Task material:
□ □ □ □ □ □ □

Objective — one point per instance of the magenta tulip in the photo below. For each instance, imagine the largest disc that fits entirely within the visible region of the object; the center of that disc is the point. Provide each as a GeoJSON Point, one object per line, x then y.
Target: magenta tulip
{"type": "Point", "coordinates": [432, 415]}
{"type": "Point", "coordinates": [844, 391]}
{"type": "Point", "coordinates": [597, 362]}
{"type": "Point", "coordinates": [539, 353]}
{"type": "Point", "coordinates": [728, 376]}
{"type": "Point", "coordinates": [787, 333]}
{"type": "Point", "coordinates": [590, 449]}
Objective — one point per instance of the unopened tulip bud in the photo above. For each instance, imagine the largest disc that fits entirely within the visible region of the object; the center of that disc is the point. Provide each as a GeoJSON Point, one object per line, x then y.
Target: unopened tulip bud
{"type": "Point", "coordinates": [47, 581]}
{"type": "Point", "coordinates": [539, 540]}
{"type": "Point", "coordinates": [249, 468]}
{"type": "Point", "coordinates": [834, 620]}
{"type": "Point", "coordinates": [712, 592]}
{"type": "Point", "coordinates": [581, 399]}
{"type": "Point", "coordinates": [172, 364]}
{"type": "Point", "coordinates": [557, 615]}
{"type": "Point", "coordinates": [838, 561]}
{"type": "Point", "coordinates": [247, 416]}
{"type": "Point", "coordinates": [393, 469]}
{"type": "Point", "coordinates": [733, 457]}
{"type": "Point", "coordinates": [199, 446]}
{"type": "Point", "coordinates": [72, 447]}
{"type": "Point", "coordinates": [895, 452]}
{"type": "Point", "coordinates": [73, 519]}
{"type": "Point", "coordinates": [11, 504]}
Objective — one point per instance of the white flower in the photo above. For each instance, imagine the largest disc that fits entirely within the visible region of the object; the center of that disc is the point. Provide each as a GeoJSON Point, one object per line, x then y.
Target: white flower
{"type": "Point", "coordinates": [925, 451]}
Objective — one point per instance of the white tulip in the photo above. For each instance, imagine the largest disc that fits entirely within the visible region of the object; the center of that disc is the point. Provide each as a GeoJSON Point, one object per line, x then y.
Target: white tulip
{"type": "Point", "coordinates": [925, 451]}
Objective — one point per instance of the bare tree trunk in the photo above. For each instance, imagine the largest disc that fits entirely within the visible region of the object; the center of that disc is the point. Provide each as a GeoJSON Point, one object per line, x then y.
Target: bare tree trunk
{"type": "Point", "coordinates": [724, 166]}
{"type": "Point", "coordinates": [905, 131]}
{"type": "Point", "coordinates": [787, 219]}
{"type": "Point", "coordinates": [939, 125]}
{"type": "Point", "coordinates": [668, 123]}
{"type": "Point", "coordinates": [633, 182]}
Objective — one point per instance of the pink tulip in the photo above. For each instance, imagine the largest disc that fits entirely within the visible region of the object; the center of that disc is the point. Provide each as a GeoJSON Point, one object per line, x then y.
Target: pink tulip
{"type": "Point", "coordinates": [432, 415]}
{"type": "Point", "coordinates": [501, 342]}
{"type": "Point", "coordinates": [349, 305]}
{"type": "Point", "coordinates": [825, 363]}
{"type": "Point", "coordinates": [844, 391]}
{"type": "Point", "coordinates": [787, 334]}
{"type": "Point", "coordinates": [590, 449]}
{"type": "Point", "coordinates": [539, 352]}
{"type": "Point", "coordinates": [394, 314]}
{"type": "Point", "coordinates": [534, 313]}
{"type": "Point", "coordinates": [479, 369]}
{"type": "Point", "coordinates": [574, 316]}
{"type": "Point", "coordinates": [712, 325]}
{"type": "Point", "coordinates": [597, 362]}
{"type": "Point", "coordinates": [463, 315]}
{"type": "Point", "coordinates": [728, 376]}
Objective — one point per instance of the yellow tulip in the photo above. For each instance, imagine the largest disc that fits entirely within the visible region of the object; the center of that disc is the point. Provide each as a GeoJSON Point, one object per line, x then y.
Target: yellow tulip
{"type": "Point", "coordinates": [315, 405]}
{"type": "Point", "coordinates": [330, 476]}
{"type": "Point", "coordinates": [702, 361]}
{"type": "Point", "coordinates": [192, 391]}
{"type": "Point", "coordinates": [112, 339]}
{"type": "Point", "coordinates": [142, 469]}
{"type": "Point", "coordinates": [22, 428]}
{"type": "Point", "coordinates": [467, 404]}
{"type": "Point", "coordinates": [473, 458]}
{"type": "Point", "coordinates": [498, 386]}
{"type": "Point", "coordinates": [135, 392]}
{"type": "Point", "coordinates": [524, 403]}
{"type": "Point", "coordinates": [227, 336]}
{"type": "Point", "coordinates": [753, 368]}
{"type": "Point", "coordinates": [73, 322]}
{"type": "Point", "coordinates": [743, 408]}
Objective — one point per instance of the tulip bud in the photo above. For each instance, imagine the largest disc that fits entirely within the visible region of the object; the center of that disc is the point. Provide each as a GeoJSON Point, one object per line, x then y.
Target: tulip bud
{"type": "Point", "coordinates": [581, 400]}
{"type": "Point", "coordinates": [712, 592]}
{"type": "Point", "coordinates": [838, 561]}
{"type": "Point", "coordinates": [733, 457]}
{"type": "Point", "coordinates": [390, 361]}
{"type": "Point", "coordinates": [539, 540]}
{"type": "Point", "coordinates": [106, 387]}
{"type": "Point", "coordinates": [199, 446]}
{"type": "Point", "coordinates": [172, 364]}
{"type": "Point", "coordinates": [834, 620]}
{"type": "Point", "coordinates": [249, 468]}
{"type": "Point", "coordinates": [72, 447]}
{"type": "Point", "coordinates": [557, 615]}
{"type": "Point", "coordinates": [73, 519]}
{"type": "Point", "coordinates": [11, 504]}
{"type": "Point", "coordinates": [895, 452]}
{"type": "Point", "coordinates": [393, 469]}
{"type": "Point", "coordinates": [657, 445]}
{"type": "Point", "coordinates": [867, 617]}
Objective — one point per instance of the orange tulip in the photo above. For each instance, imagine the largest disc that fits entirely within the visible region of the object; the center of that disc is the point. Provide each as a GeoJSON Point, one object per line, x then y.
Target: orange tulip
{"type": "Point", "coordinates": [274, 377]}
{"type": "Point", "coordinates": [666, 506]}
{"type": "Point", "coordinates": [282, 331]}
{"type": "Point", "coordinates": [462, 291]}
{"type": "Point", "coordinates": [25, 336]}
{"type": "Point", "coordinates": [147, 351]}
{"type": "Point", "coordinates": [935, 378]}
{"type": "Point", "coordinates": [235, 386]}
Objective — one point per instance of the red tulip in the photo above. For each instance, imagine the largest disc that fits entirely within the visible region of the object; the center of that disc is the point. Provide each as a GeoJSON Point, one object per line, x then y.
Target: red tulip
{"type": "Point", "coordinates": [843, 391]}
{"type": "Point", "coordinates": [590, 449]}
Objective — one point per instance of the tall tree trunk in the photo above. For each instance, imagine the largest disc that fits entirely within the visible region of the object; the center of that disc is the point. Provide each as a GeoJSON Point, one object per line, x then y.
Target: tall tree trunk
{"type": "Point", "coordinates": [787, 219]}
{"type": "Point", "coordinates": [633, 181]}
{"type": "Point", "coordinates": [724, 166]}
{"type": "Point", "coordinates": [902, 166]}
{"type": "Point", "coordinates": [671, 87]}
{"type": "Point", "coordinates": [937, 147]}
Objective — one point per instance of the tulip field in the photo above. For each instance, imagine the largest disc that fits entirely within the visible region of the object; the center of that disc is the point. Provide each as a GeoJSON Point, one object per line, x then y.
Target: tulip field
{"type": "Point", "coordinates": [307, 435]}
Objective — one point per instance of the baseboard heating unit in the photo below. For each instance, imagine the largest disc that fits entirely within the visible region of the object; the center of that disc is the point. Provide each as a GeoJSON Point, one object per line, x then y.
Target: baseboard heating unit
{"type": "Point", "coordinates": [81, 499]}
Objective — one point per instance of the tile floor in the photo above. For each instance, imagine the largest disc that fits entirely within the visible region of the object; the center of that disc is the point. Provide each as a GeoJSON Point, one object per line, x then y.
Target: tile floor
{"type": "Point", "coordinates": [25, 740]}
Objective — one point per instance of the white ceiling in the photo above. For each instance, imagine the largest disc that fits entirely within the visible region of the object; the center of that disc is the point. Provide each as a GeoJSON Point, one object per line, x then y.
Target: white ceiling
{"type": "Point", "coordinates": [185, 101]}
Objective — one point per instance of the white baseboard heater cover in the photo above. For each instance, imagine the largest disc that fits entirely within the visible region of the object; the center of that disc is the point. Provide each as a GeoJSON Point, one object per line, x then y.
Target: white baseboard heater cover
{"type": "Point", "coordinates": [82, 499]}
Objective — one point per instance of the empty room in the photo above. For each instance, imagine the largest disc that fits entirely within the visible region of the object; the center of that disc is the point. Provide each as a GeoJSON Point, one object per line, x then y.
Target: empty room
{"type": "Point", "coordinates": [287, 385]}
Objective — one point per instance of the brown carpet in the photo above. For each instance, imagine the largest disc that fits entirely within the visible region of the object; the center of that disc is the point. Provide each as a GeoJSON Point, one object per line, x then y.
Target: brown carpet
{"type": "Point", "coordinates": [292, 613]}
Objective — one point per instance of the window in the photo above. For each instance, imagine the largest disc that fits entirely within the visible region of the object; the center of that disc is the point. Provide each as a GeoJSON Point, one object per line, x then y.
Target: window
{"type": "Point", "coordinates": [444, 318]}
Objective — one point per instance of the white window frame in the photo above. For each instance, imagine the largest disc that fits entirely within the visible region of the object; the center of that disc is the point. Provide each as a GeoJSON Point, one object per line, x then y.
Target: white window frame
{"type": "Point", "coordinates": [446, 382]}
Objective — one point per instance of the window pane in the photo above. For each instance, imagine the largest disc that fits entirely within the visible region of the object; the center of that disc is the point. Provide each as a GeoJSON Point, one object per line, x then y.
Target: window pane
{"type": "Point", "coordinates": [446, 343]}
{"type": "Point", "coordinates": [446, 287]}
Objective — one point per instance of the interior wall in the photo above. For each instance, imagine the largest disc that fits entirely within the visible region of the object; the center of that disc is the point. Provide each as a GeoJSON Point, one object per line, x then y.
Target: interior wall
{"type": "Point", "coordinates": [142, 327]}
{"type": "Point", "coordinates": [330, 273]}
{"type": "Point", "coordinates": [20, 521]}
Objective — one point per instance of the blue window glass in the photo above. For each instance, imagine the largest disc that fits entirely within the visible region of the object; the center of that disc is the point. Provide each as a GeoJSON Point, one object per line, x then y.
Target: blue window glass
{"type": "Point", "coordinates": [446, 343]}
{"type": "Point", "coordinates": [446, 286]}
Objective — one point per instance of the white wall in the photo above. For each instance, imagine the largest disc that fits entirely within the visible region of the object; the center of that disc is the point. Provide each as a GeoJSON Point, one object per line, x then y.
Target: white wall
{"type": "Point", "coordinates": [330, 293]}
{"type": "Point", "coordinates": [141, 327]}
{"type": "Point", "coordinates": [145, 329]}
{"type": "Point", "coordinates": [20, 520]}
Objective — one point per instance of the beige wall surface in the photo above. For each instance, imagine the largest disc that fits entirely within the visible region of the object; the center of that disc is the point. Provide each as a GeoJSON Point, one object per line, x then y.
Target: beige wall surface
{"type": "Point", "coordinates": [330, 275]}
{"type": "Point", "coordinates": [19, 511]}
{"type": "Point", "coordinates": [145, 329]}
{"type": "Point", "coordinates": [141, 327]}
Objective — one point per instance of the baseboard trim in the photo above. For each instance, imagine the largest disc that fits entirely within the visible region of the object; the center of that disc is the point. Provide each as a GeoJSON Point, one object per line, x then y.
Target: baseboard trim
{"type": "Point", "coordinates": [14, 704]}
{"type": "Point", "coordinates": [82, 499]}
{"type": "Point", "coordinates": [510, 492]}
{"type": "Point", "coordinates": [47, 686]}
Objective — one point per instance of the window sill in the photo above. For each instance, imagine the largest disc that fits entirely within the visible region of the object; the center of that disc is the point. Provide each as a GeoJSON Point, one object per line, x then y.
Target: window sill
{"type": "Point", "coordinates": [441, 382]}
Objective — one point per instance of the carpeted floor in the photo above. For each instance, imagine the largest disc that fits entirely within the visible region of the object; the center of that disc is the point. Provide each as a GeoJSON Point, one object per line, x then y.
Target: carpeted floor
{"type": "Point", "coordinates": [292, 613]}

□ □ □ □ □ □ □

Given request: Exactly reproduce the lines beginning with the one that contains "Objective — one point per instance of the window sill" and ending with the last line of the material, both included. Leave out everything else.

The output:
Objective — one point per instance of the window sill in the photo above. For each instance, imagine the largest disc that fits entirely within the visible region of the object; the center of that disc is the point. Provide each as a GeoJSON Point, one object per line, x then y.
Target: window sill
{"type": "Point", "coordinates": [441, 382]}
Objective — one point per instance of the carpeted floor in the photo above. For each instance, imagine the largest disc that fits entirely within the visible region of the object; the center of that disc is the point. Provide each as a GeoJSON Point, one object per line, x then y.
Target: carpeted floor
{"type": "Point", "coordinates": [292, 613]}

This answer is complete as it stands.